* **DATA LISTING**:
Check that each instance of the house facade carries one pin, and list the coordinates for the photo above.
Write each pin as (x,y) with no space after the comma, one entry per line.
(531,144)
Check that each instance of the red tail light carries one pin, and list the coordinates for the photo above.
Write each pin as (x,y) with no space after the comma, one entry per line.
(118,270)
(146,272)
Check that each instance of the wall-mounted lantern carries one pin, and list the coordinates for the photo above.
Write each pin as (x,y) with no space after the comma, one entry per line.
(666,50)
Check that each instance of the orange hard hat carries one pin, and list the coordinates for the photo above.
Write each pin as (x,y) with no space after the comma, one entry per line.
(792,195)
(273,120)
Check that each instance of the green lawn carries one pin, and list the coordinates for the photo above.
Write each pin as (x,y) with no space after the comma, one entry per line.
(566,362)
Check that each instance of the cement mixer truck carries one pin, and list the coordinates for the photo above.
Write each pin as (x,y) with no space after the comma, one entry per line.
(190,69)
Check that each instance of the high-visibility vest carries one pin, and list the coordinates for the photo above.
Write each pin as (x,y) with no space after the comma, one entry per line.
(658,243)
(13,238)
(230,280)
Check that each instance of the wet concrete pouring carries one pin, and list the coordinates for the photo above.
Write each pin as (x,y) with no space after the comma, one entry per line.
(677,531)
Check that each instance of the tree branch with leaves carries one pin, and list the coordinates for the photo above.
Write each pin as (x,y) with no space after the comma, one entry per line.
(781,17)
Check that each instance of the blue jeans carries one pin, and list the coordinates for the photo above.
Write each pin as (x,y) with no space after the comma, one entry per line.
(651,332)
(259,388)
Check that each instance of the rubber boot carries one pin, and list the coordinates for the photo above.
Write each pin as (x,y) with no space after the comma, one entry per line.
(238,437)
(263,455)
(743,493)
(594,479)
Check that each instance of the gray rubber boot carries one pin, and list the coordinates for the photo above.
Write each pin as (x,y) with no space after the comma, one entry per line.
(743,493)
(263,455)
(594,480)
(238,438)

* **GIVEN INSTRUCTION**: Swap "rubber boot" for "work boot" in the stretch from the line containing "Check that each instance of the blue" through the end of the entries, and give back only those lines with nothing else changed.

* **OUTPUT OF THE TASK**:
Check that each instance of the blue jeans carries one pin, and list the coordinates for the photo above.
Write each pin as (x,y) with no space after the comma, one entry per line.
(651,332)
(259,388)
Check that each instance of the work boot carries one pin, and list the coordinates for the photo above.
Write each pin as (x,y) with no space after the comma, one entry per line.
(238,437)
(263,455)
(743,493)
(594,479)
Check that each instance of the gray work boot carries one pin, and list the coordinates for the photo above.
Write each pin as (x,y) with no space after the comma, one entry per line.
(743,493)
(263,455)
(594,480)
(238,438)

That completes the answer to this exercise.